• _Problem to work on_: Lines before the one containing "Target: sheer fabric sleeve" are left out; that line and every line after it, through the end of the records, are to be reproduced exactly.

====

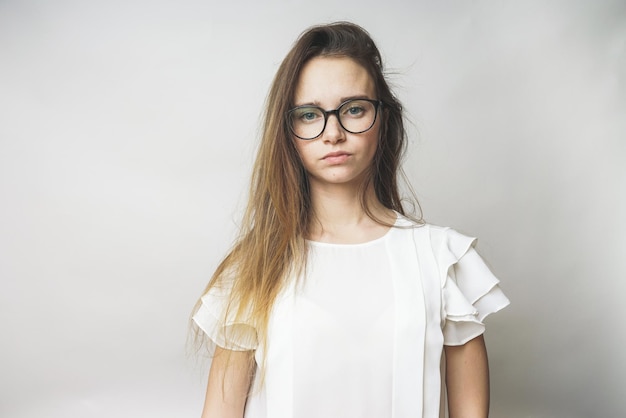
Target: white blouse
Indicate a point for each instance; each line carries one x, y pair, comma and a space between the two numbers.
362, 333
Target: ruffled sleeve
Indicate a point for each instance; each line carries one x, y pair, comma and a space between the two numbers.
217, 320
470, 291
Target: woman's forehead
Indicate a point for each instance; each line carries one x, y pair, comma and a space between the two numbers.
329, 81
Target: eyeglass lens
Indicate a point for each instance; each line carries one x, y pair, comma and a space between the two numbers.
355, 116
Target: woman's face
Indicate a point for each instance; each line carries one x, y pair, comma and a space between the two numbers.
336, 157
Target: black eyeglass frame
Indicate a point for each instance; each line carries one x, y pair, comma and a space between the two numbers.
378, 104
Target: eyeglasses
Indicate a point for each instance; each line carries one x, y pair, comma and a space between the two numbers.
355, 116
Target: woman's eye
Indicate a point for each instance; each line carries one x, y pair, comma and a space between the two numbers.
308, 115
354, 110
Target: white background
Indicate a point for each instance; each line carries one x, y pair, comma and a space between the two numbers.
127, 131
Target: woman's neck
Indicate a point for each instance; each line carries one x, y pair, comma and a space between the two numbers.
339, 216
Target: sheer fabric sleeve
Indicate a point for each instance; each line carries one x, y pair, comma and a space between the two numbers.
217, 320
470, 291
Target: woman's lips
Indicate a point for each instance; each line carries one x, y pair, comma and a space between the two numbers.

====

• _Exercise result_:
Target: sheer fabric sleeve
Indicate a point for each instance; each line carries one x, y pair, comma and a space between the two numbers.
217, 320
470, 291
Target: woman's lips
Indicate a point for each instance; each line carries one x, y pair, comma and a space between the two numbers.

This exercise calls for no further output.